Stored records
-- BEGIN --

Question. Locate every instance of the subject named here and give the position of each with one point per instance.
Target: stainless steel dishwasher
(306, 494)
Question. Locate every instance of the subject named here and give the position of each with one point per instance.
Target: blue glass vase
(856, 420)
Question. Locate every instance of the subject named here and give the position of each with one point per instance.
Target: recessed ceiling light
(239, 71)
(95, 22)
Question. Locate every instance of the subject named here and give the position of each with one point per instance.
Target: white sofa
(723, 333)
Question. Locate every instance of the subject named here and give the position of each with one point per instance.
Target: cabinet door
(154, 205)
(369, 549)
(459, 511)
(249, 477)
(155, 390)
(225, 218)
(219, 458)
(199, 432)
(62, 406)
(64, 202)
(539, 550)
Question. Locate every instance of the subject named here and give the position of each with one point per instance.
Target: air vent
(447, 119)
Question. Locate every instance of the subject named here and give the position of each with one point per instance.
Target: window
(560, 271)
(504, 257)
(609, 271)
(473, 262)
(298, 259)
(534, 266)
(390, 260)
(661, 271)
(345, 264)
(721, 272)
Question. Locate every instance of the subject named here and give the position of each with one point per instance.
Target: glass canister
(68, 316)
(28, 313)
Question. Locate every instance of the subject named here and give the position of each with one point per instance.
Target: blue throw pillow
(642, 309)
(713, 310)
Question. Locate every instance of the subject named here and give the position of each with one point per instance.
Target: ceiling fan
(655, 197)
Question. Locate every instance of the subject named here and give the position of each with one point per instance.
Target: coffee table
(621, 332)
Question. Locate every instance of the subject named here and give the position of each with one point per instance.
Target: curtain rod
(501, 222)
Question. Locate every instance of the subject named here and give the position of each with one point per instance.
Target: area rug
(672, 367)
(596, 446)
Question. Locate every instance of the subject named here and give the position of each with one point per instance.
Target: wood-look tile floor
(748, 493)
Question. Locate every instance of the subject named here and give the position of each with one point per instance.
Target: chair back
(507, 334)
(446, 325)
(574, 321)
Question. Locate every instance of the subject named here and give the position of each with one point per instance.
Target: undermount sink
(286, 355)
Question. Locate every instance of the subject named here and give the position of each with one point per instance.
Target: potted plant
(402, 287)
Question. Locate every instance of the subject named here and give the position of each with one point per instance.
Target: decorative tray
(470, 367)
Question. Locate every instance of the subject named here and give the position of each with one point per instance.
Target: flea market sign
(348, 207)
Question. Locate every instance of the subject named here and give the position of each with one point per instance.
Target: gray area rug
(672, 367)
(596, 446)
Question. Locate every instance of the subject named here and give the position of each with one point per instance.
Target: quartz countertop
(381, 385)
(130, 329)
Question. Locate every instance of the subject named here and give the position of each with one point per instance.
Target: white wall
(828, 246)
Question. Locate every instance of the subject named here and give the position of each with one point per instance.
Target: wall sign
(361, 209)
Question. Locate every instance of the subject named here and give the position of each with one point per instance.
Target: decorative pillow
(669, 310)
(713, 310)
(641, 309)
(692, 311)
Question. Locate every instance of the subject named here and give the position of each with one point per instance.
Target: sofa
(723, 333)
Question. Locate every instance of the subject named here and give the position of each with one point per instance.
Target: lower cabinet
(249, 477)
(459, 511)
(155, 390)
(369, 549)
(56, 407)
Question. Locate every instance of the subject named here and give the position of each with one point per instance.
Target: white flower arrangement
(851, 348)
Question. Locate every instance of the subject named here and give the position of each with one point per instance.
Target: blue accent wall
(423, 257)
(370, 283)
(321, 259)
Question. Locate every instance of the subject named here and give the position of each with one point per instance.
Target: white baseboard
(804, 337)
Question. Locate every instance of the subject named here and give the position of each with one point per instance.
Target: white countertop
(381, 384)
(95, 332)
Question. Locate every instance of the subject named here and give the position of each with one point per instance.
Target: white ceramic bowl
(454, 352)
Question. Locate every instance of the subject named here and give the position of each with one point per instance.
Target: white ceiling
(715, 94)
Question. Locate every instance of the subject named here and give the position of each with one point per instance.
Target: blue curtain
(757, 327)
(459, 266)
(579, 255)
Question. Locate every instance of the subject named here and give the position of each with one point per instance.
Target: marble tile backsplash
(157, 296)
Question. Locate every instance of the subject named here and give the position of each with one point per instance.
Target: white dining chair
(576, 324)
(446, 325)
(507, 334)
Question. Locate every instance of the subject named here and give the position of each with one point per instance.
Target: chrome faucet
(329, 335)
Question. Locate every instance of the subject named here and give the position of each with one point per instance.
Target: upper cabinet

-- END --

> _EXERCISE BRIEF_
Every entry must be output again, exactly as written above.

> _EXERCISE ANSWER_
Question. Locate every instance of the subject named here and give the position of each with one point per instance.
Target: stainless steel dishwasher
(306, 494)
Question. Locate every instance of the subject named here and give the position of each with one point per instance.
Target: blue glass vase
(856, 420)
Question. Locate every instance of the subject named here and give the position of each with one point per instance.
Target: recessed ceiling light
(239, 71)
(95, 22)
Question. Locate every instance of the subject named here and give the position of each with one point per instance.
Target: white sofa
(723, 333)
Question. Locate every instance of the subject named here and give the position of each with one point per instance.
Target: cabinet door
(154, 205)
(369, 549)
(459, 511)
(249, 477)
(155, 390)
(225, 218)
(219, 458)
(199, 432)
(62, 406)
(64, 202)
(539, 550)
Question. Locate every instance of the subject named here and give the position of each with one point per instance.
Target: air vent
(447, 119)
Question. Locate every instance of the subject named here and give the position of each with one point per instance.
Target: window
(560, 271)
(504, 257)
(609, 271)
(473, 262)
(298, 259)
(534, 266)
(390, 260)
(661, 271)
(345, 264)
(721, 272)
Question. Locate every instance of the subject named here and give the position of each with one point per instance.
Target: glass canister
(68, 316)
(28, 313)
Question. Locate every instance of the subject named here and give the position of each with one point per instance.
Target: blue throw pillow
(642, 309)
(713, 310)
Question. Locate every instance of the subject named here and give the position of each with one point per instance.
Target: ceiling fan
(655, 197)
Question. Locate every instance of the subject named here and give the position of each with one point per instance.
Target: coffee table
(621, 332)
Question. Locate every instance of the subject named here and give the position of each with one point per instance.
Target: curtain rod
(501, 222)
Question. Locate every instance of the subject named here and give the position of each with one point per instance.
Target: area rug
(672, 367)
(596, 446)
Question. Locate every instance of the subject named here and give the position of each with one point per instance.
Target: wood-look tile floor
(748, 493)
Question. Locate every instance of the subject named here and give the position of each with one point per instance.
Target: chair back
(507, 334)
(446, 325)
(574, 321)
Question. Locate every instance of the subject named here and give the position of each with one point per instance.
Target: undermount sink
(286, 355)
Question. Locate every instance of the subject named here and give the position of each with one point per instance.
Target: potted plant
(402, 287)
Question. Locate every instance of the subject named here and give the position of each with one point per instance.
Target: decorative tray
(470, 367)
Question. Locate every instance of the subject named here and give the position of each with one point per instance.
Target: flea market sign
(348, 207)
Question. Locate every instance of the subject named here and give the position of each with one point per instance.
Target: gray area rug
(672, 367)
(596, 446)
Question. Locate every instance of the subject named here and give the position of each with one point per instance.
Target: quartz countertop
(381, 385)
(130, 329)
Question. Locate every instance of the subject named here and give the position of each with one point per instance.
Target: white wall
(828, 246)
Question. Locate every instance of the subject named here and give the position of each with one point per instance.
Target: wall sign
(361, 209)
Question. Locate every instance of the subject named here and give the position of each with one point per instance.
Target: decorative pillow
(669, 310)
(713, 310)
(641, 309)
(692, 311)
Question. Locate every instance of the subject named here and give the position of each with one point per instance.
Target: sofa
(723, 333)
Question. Locate every instance of the subject named here and give the position of each with one point per instance.
Target: lower cabinet
(249, 477)
(459, 511)
(155, 390)
(369, 549)
(56, 407)
Question. Locate every instance of the subject named here and give the position of each with one point per instance.
Target: white flower arrangement
(851, 348)
Question. Locate every instance of the subject named here and give the position of each with one point per instance.
Target: blue accent wall
(423, 257)
(370, 283)
(321, 259)
Question. Locate every instance of the subject named here and give the position of each with one point per instance.
Target: white baseboard
(804, 337)
Question. Locate every instance of the subject named here and give the position of each with one point per instance.
Target: white countertop
(381, 384)
(95, 332)
Question. Locate every instance of the subject named here and give the position of each with one point per instance.
Target: white ceramic bowl
(454, 352)
Question. Locate every instance of the subject named here and give the position of each with one point per instance.
Target: white ceiling
(715, 94)
Question. Locate every instance of the subject named here and give the position of each with one point per instance.
Target: blue curtain
(757, 327)
(459, 266)
(579, 255)
Question. Locate every instance of the subject named here and give the position of each with one point per instance.
Target: marble tile backsplash
(157, 296)
Question. Locate every instance of the subject named here and give the position of each with one point per instance.
Target: white dining chair
(576, 324)
(446, 325)
(507, 334)
Question. Locate every instance of the subject named here and give the position of each with one point per instance.
Target: chrome faucet
(329, 335)
Question. Locate every instance of the subject named here and give the position of each with one point per instance.
Target: upper cabinet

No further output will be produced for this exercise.